▶ [EXERCISE] Update the material from the line containing "If you could segment every instance of the rocky" through the end, changing "rocky outcrop" to "rocky ledge" and leaving everything else unchanged.

▶ [EXERCISE DATA]
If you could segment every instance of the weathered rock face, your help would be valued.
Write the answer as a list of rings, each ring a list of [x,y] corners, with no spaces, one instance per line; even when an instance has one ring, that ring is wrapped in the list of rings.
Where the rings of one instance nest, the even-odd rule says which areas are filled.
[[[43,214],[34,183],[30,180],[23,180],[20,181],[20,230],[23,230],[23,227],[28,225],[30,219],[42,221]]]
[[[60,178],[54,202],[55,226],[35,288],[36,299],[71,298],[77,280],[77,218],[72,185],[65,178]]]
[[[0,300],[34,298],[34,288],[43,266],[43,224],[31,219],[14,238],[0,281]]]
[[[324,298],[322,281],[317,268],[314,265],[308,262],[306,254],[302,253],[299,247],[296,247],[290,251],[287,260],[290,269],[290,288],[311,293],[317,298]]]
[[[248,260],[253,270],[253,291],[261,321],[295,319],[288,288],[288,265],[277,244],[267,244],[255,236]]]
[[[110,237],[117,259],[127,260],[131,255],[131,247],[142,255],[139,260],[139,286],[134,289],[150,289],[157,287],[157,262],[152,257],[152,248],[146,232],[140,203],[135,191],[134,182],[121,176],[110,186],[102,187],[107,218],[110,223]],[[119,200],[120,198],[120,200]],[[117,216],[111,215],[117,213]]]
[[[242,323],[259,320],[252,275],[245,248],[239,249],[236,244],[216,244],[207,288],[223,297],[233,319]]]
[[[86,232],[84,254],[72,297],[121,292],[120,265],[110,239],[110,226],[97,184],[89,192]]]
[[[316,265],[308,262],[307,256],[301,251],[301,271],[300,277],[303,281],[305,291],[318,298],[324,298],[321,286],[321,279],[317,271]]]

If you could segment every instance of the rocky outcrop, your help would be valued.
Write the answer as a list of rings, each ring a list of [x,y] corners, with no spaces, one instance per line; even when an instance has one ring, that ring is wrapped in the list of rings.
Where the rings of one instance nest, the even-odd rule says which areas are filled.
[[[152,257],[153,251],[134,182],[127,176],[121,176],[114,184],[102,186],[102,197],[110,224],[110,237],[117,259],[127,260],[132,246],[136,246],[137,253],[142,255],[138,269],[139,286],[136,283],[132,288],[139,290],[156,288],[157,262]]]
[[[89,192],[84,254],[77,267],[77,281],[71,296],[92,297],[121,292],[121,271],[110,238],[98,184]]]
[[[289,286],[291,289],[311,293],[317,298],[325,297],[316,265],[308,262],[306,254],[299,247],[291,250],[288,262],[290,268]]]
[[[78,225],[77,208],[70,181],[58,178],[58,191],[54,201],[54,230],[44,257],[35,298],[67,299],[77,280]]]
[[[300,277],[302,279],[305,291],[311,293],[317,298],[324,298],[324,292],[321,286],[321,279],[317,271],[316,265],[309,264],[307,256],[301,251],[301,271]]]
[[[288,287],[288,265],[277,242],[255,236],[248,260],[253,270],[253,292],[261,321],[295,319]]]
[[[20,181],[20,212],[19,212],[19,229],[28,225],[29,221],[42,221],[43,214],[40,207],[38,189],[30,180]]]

▶ [TASK RESULT]
If you could segment every instance of the rocky ledge, your help would be valued.
Write the answer as a list of rings, each ring a list of [x,y] corners, with no spaces, one instance per line; even when an instance has one ring, that ring is wrapped in the list of rings.
Where the rings of one instance nest, the even-odd rule says which areas are filled.
[[[152,257],[153,251],[134,182],[127,176],[121,176],[114,184],[102,186],[102,197],[110,224],[110,237],[117,259],[127,260],[132,246],[136,246],[137,253],[142,255],[138,269],[139,286],[136,283],[132,288],[139,290],[156,288],[157,262]]]
[[[89,192],[84,254],[77,267],[77,281],[71,296],[92,297],[121,292],[121,271],[110,238],[98,184]]]
[[[289,286],[291,289],[311,293],[317,298],[325,297],[316,265],[308,262],[306,254],[299,247],[291,250],[288,262],[290,268]]]
[[[78,225],[77,208],[70,181],[58,178],[58,191],[54,201],[54,230],[44,257],[35,298],[67,299],[77,280]]]
[[[300,277],[302,279],[305,291],[311,293],[317,298],[324,298],[324,292],[321,286],[321,279],[317,271],[316,265],[309,264],[307,256],[301,251],[301,271]]]
[[[288,287],[288,265],[277,242],[255,236],[248,260],[253,270],[253,292],[261,321],[295,319]]]
[[[20,181],[20,212],[19,212],[19,229],[28,225],[29,221],[42,221],[43,214],[40,207],[38,189],[30,180]]]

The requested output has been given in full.